▸ **Provided text**
◆ ◆ ◆

Re: [kernel-hardening] Re: [PATCH resend 2/2] userns: control capabilities of some user namespaces
From: Serge E. Hallyn
Date: Mon Nov 06 2017 - 22:23:18 EST
On Mon, Nov 06, 2017 at 09:16:03PM -0500, Daniel Micay wrote:
> On Mon, 2017-11-06 at 16:14 -0600, Serge E. Hallyn wrote:
> > Quoting Daniel Micay (danielmicay@xxxxxxxxx):
> > > Substantial added attack surface will never go away as a problem.
> > > There
> > > aren't a finite number of vulnerabilities to be found.
> >
> > There's varying levels of usefulness and quality. There is code which
> > I
> > want to be able to use in a container, and code which I can't ever see
> > a
> > reason for using there. The latter, especially if it's also in a
> > staging driver, would be nice to have a toggle to disable.
> >
> > You're not advocating dropping the added attack surface, only adding a
> > way of dealing with an 0day after the fact. Privilege raising 0days
> > can
> > exist anywhere, not just in code which only root in a user namespace
> > can
> > exercise. So from that point of view, ksplice seems a more complete
> > solution. Why not just actually fix the bad code block when we know
> > about it?
>
> That's not what I'm advocating. I only care about it for proactive
> attack surface reduction downstream. I have no interest in using it to
> block access to known vulnerabilities.
>
> > Finally, it has been well argued that you can gain many new caps from
> > having only a few others. Given that, how could you ever be sure
> > that,
> > if an 0day is found which allows root in a user ns to abuse
> > CAP_NET_ADMIN against the host, just keeping CAP_NET_ADMIN from them
> > would suffice?
>
> I didn't suggest using it that way...
>
> > It seems to me that the existing control in
> > /proc/sys/kernel/unprivileged_userns_clone might be the better duct
> > tape
> > in that case.

◆ ◆ ◆

▸ **Data for processing**
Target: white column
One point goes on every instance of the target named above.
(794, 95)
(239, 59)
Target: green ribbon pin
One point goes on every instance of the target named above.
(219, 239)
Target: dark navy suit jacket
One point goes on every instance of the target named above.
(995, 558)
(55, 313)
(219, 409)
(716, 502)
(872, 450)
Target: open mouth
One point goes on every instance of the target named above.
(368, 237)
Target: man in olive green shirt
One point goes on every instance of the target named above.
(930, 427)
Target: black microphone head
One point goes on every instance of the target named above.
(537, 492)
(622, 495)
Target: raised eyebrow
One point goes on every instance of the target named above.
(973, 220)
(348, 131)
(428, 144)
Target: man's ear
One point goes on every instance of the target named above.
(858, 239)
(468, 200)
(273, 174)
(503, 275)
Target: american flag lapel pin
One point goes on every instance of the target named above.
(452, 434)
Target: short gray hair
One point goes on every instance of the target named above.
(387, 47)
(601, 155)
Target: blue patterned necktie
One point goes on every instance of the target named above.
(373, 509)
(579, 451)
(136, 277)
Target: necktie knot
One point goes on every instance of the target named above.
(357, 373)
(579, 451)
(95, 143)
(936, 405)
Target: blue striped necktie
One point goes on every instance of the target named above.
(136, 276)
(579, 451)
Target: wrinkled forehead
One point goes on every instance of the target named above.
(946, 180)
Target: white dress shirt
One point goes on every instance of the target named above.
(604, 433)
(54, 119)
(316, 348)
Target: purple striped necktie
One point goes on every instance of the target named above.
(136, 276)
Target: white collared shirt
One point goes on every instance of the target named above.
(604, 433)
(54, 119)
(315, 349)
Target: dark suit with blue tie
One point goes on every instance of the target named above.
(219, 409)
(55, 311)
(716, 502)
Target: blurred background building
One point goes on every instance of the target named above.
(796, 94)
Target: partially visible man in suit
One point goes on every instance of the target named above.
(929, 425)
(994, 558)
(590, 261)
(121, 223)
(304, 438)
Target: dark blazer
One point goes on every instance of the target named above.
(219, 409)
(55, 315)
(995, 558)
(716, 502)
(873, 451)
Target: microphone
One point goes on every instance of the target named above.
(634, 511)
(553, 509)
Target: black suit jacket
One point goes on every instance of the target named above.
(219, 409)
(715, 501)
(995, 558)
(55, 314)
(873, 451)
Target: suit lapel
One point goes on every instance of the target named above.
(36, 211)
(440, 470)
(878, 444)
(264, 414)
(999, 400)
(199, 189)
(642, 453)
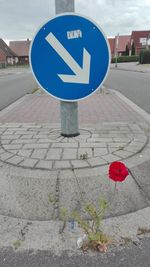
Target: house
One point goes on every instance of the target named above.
(21, 48)
(7, 56)
(119, 45)
(140, 40)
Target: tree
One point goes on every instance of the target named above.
(133, 49)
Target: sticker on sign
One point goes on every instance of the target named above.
(70, 57)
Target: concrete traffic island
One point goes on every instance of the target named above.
(37, 165)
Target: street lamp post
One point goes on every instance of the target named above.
(68, 110)
(116, 50)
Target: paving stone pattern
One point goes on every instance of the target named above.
(39, 146)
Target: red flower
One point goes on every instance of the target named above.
(118, 171)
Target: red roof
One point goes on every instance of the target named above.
(21, 48)
(137, 35)
(6, 49)
(122, 42)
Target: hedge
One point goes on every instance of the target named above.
(125, 59)
(144, 56)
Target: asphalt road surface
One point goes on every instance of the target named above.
(133, 85)
(15, 85)
(134, 255)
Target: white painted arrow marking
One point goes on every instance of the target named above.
(82, 75)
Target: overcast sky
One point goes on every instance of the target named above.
(20, 19)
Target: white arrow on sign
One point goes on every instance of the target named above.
(82, 75)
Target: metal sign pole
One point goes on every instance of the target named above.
(68, 110)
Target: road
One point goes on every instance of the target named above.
(134, 85)
(15, 84)
(131, 256)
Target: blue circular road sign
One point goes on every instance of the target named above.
(70, 57)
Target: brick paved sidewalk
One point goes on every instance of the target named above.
(42, 108)
(132, 66)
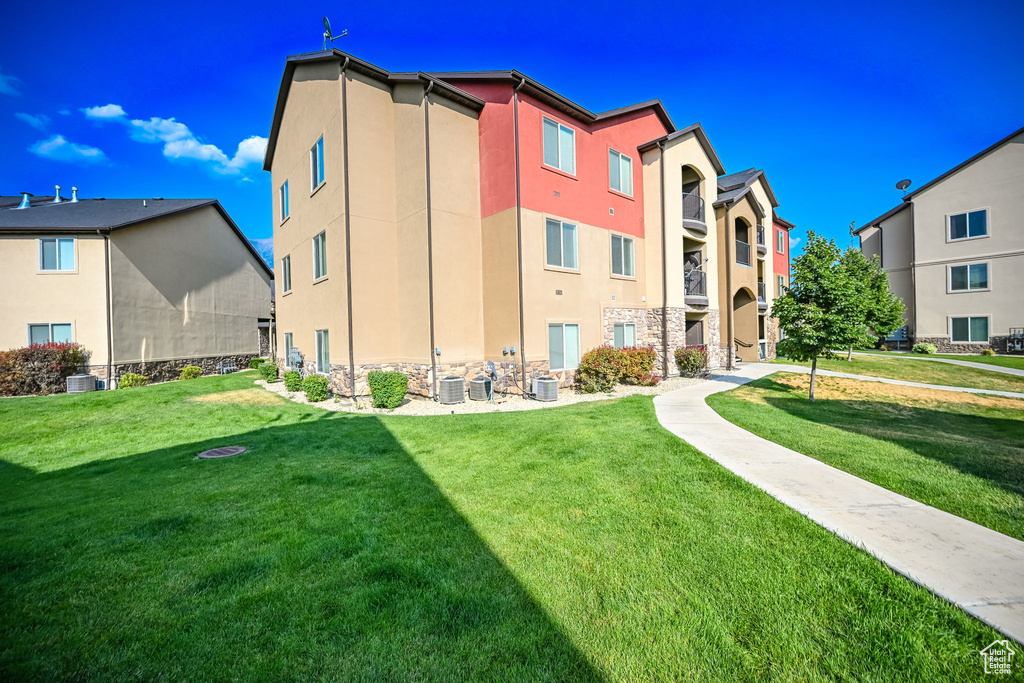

◆ ◆ ◆

▸ **Directions**
[1] According to the kernel mailing list reply, which existing control might be the better duct tape?
[2] Copy the listing starting at the line containing "Target: metal sign pole" and ending at the end of the listing, with both ends included. Leave the pictures out.

▸ **Task responses**
[1] The existing control in /proc/sys/kernel/unprivileged_userns_clone.

[2]
Target: metal sign pole
One point goes on every instance of the target named above.
(68, 110)
Target: road
One point goes on every instance of the target named above.
(134, 85)
(15, 84)
(131, 256)
Target: blue circular road sign
One point goes on every instance of the target named above.
(70, 57)
Target: brick paved sidewalk
One point goes on every instance of the target named above.
(42, 108)
(132, 66)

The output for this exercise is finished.